#### Task details:
Copy the part of the sitemap setup page below word for word, between "Specifying the primary" and "of the document.", inclusive.

Manual setup of your Sitemap configuration
If you need more customization than your generated sitemap configuration file provides, you can copy its contents and paste it into a file named helix-sitemap.yaml
in the root folder of your project.
Note: When using a manually configured index and sitemap (e.g. your code repo includes a helix-query.yaml and helix-sitemap.yaml file) your index definition must include the robots property to ensure the sitemap excludes pages with robots: noindex
metadata. When using auto-generated index definitions, simply follow the recommendations in the indexing documentation so those pages are excluded from the index.
The following sections contain the supported types of sitemaps.
Simple Sitemap
The following is a simple helix-sitemap.yaml
. It assumes a single index containing all the pages that need to appear in the sitemap.
sitemaps:
example:
source: /query-index.json
destination: /sitemap-en.xml
If you want last modification dates to be included in the URLs of your sitemap, add a lastmod
property including a format to your configuration.
sitemaps:
example:
source: /query-index.json
destination: /sitemap-en.xml
lastmod: YYYY-MM-DD
Multiple Sitemaps
It is common to have sitemaps per section of the sites and/or per country or language. AEM supports sitemaps including the corresponding hreflang
references. In the following example we assume that there is a one to one mapping between the indexes and the sitemaps XML files.
sitemaps:
example:
lastmod: YYYY-MM-DD
languages:
en:
source: /en/query-index.json
destination: /sitemap-en.xml
hreflang: en
fr:
source: /fr/query-index.json
destination: /sitemap-fr.xml
hreflang: fr
alternate: /fr/{path}
If there are two pages in the english and french section that share a common suffix, they will be related, so e.g. if you have a page /welcome
in the english section and a page /fr/welcome
in the french section, the resulting entry in the /sitemap-en.xml
will look like this:
<url>
<loc>https://wwww.mysite.com/welcome</loc>
<xhtml:link rel="alternate" hreflang="en" href="https://wwww.mysite.com/welcome"/>
<xhtml:link rel="alternate" hreflang="fr" href="https://wwww.mysite.com/fr/welcome"/>
</url>
A similar entry will be available in /sitemap-fr.xml
.
Specifying the primary language manually
There might be situations where you have alternate versions of a page, but you’re unable to use a common suffix to identify them, possibly because you’re porting a legacy website that should not have its paths changed. In that situation, you can specify a primary-language-url
for the alternate location, in the metadata of the document.
Let’s assume our primary language is english, we have a page /welcome
in the english section and /fr/bienvenu
in the french section, and the latter is an alternate version of the former.
First, we add that information to the document at /fr/bienvenu
in its metadata:
This can also be added to a global metadata
sheet, as shown in Bulk Metadata.
Then, we add an indexed property primary-language-url
to the french index:
primary-language-url:
select: head > meta[name="primary-language-url"]
value: attribute(el, "content")
Finally, we re-publish the french page, and rebuild the sitemap.

#### Data excerpts:

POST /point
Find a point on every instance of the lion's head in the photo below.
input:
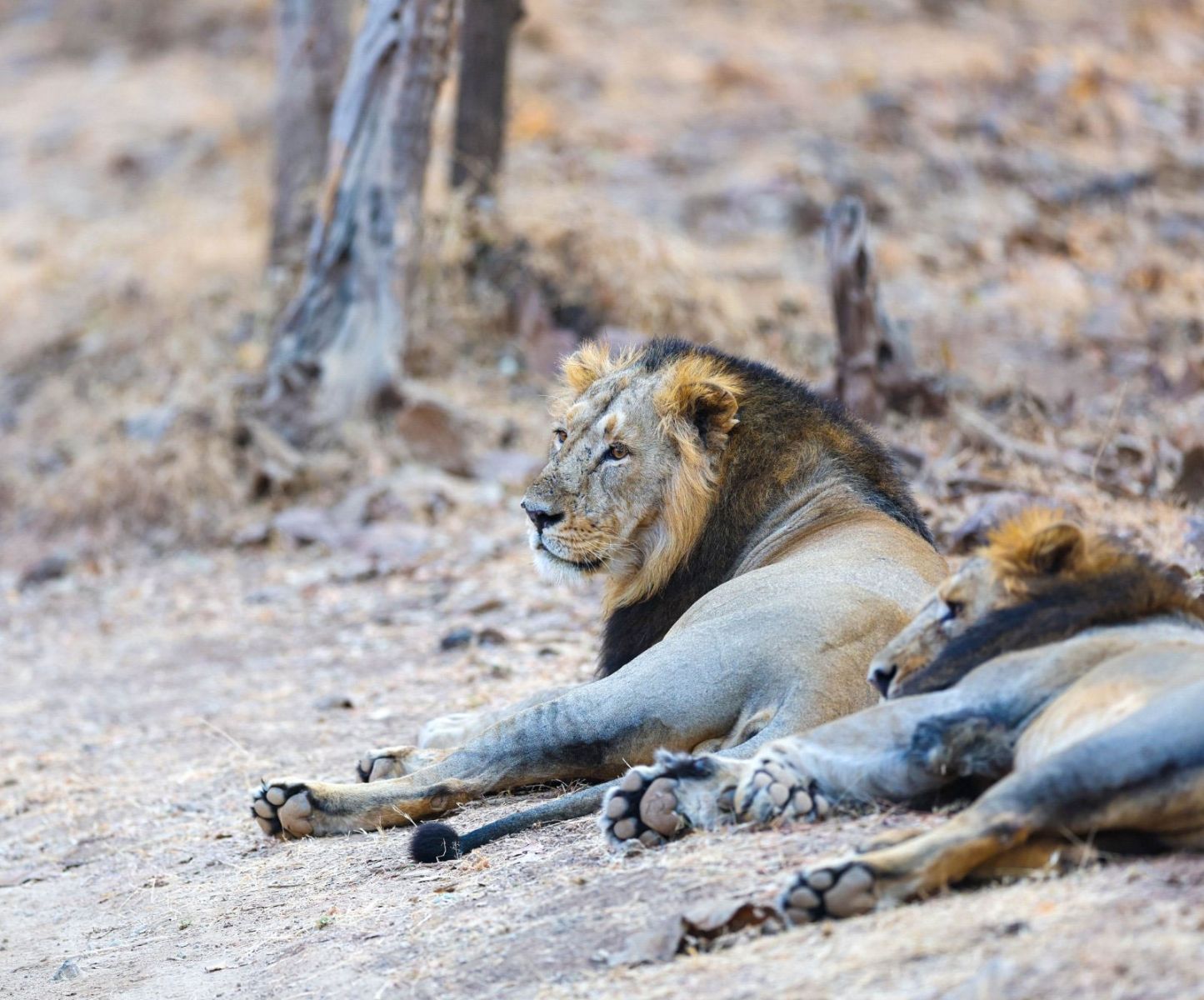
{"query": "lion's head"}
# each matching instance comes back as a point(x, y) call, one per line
point(1022, 557)
point(632, 467)
point(1038, 580)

#### Exercise response:
Specifying the primary language manually
There might be situations where you have alternate versions of a page, but you’re unable to use a common suffix to identify them, possibly because you’re porting a legacy website that should not have its paths changed. In that situation, you can specify a primary-language-url
for the alternate location, in the metadata of the document.